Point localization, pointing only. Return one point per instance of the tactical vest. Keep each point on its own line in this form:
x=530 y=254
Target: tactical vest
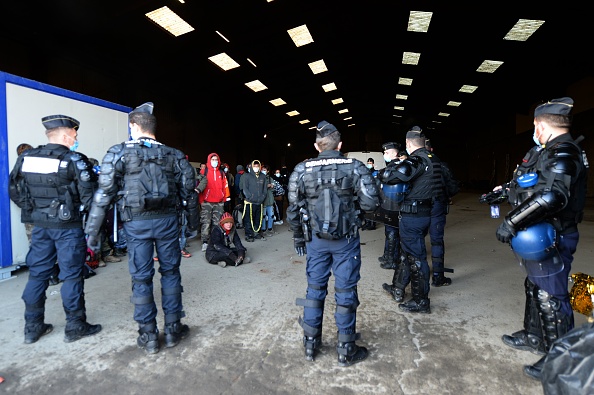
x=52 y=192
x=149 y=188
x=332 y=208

#####

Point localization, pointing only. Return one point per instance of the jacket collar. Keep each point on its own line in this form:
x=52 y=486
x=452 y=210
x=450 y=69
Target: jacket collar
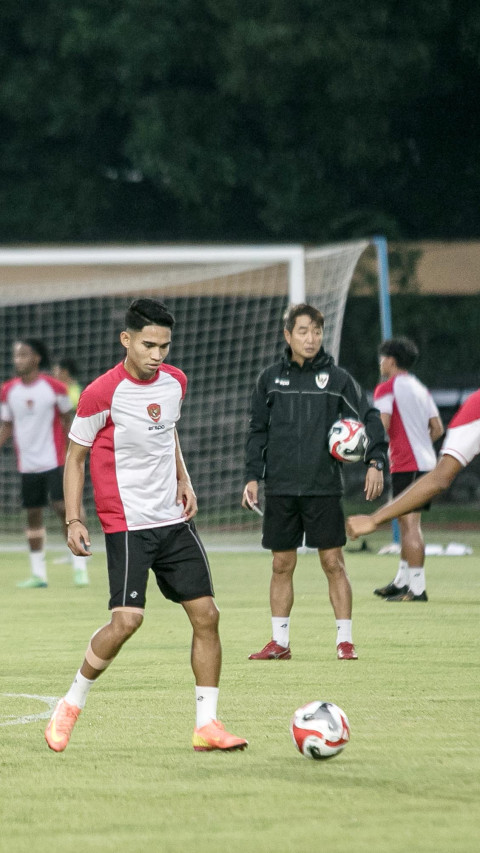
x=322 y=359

#####

### Aim of the exercise
Change "collar" to "hood" and rewrite the stretch of lines from the one containing "of the jacket" through the one containing "x=322 y=359", leaving everything else as it stands. Omit the pictures.

### Correct output
Point localization, pointing only. Return one point per instance of the jacket hood. Keep each point on its own line in this form:
x=52 y=486
x=452 y=210
x=450 y=69
Target: jacket hood
x=322 y=359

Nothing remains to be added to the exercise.